» **TO DO**
After locating the line that contains "Would you be able to point out the yellow", quote it and all lines after it through the end of the entries, and nothing more. Pictures stay out.

» **Location identification entries**

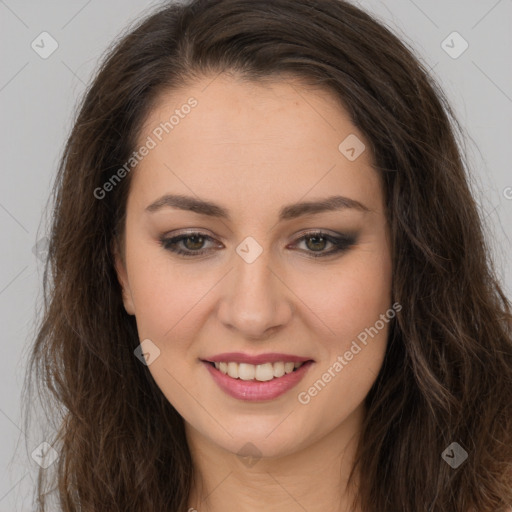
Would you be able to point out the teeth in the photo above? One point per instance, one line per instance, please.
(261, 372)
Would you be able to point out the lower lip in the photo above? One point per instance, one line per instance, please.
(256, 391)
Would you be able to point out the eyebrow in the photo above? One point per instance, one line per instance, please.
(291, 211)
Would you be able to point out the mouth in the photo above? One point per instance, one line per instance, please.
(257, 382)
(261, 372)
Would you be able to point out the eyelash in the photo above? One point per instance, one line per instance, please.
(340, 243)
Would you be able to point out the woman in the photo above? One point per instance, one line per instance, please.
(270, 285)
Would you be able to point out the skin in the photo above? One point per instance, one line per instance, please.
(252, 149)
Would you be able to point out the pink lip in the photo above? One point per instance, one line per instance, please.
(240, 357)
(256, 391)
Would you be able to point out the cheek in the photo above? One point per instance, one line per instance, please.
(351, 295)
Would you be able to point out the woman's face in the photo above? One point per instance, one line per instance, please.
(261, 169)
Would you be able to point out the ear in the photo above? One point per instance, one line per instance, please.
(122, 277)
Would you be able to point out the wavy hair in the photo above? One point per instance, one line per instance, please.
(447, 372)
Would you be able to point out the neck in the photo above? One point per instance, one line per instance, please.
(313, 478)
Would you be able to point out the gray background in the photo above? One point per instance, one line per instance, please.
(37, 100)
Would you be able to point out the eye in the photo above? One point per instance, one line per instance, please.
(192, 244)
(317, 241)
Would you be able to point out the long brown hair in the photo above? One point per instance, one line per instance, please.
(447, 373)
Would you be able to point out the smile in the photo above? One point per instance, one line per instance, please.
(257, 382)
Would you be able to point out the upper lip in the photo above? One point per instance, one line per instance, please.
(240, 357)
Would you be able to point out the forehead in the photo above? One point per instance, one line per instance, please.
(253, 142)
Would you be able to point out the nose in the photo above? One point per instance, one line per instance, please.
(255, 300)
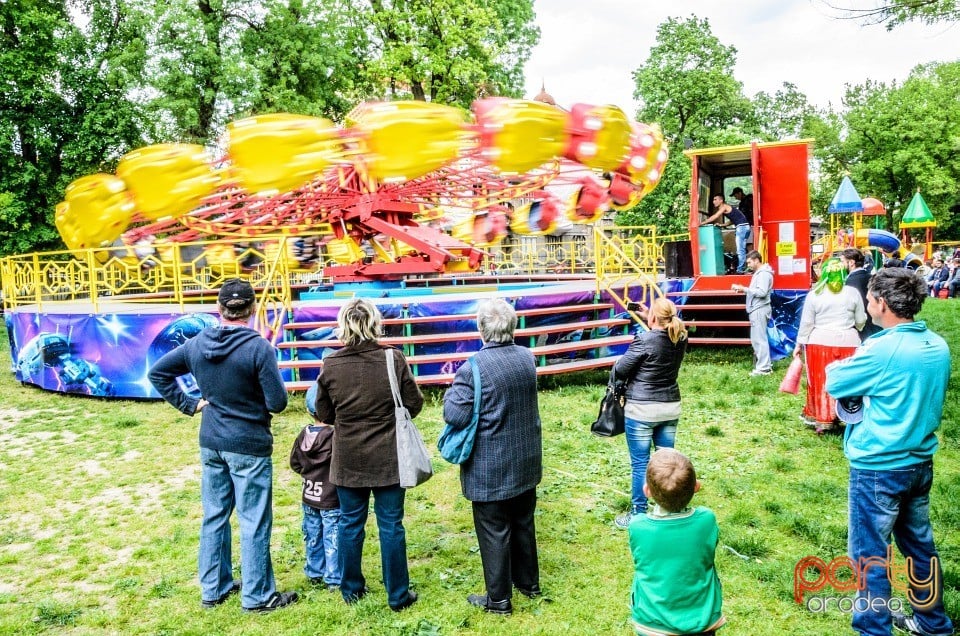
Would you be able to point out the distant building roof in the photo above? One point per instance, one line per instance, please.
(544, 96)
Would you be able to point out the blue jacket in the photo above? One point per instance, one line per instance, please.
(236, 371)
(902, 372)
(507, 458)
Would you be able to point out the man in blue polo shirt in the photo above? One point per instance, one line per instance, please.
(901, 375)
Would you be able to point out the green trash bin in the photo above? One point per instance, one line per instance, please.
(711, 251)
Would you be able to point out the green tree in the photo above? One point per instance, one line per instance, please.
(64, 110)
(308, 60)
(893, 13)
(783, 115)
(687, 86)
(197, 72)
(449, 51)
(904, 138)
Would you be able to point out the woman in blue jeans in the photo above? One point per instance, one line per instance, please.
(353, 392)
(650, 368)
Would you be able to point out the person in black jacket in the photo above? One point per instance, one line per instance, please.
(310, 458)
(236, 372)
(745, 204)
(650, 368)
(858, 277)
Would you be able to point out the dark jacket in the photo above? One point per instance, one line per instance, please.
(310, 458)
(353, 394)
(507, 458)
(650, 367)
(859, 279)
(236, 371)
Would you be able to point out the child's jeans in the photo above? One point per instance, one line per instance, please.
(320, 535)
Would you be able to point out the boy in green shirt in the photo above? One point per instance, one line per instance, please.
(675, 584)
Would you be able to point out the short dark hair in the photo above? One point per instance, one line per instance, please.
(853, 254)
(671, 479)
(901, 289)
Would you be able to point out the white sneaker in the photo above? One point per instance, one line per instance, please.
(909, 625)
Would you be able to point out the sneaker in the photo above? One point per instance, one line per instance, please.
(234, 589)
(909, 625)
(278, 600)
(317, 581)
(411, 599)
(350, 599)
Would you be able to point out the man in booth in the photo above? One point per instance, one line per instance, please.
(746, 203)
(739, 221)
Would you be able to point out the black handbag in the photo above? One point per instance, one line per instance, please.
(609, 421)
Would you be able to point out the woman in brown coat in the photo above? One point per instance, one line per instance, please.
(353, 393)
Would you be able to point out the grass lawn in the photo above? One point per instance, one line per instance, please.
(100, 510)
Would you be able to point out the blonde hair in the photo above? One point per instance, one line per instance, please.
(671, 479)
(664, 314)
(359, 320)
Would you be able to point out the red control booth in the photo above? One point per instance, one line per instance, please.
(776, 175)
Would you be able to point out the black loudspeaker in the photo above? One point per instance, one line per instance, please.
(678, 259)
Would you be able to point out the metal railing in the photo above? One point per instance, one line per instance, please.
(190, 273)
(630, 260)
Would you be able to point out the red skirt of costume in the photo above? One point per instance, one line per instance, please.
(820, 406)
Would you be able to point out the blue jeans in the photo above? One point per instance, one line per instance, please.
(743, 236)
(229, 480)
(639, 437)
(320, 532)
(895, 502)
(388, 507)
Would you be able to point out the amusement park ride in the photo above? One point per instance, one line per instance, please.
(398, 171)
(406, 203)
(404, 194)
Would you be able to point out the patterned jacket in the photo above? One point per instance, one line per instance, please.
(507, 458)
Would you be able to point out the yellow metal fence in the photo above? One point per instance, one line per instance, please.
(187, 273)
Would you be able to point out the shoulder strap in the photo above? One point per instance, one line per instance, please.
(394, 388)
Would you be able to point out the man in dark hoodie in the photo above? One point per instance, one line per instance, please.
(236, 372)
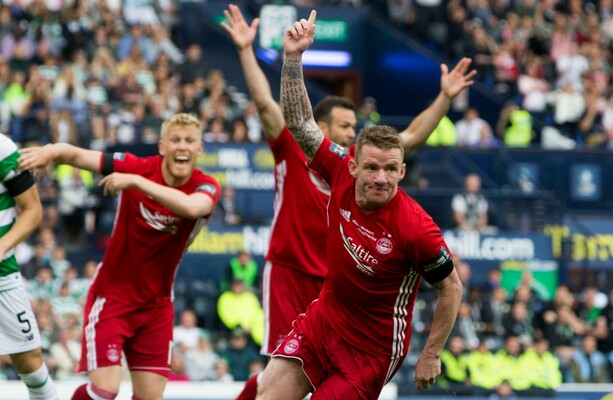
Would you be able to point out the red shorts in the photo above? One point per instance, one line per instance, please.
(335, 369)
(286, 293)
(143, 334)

» **OUTPUT**
Would you be able to point out the yellow metal fence in the photo above? One point per instance, one line per instance, please.
(187, 273)
Would you be able to point out the shoulder strap in the photo above? One point per instance, one line per instance, please.
(394, 388)
Would you be able to point out the man in dark hoodie in the photo above? One point per instance, one line per instance, please.
(236, 372)
Would you be able to point out the red shorts in the photo above? One point per instance, one line per instance, please.
(335, 369)
(286, 293)
(143, 334)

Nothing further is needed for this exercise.